## Task objective
Count the lines of the records below that hold the word "rock", and give only the number.

## Extracted data entries
*** Block opens ***

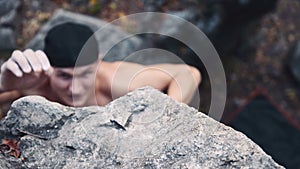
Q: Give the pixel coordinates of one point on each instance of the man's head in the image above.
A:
(73, 52)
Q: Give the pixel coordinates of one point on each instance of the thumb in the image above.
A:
(50, 71)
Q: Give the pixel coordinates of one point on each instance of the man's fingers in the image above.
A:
(13, 67)
(43, 60)
(18, 58)
(33, 60)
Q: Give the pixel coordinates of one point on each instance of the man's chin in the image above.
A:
(75, 103)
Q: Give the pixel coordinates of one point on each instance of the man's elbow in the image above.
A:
(196, 74)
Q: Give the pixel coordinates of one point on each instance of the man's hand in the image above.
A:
(24, 70)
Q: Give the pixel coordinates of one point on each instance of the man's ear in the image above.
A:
(99, 56)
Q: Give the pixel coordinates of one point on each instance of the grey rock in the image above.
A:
(7, 39)
(143, 129)
(107, 35)
(294, 61)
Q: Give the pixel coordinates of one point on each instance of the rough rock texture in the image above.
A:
(144, 129)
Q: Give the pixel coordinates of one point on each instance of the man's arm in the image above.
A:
(179, 80)
(24, 70)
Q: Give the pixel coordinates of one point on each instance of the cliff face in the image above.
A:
(144, 129)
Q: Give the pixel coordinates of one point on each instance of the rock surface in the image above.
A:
(144, 129)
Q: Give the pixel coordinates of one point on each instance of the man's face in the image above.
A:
(74, 86)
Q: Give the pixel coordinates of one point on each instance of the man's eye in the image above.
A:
(65, 76)
(85, 74)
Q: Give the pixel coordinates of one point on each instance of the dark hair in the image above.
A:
(64, 44)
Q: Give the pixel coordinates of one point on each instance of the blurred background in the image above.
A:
(258, 43)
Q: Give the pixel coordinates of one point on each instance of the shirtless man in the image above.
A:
(52, 73)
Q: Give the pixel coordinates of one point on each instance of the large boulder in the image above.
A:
(144, 129)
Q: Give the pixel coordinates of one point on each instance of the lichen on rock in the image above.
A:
(143, 129)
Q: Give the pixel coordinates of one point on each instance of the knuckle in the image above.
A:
(28, 51)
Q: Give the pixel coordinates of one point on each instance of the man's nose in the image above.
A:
(76, 86)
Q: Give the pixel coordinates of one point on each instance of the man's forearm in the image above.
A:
(183, 85)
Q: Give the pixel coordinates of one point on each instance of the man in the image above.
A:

*** Block closes ***

## Exercise result
4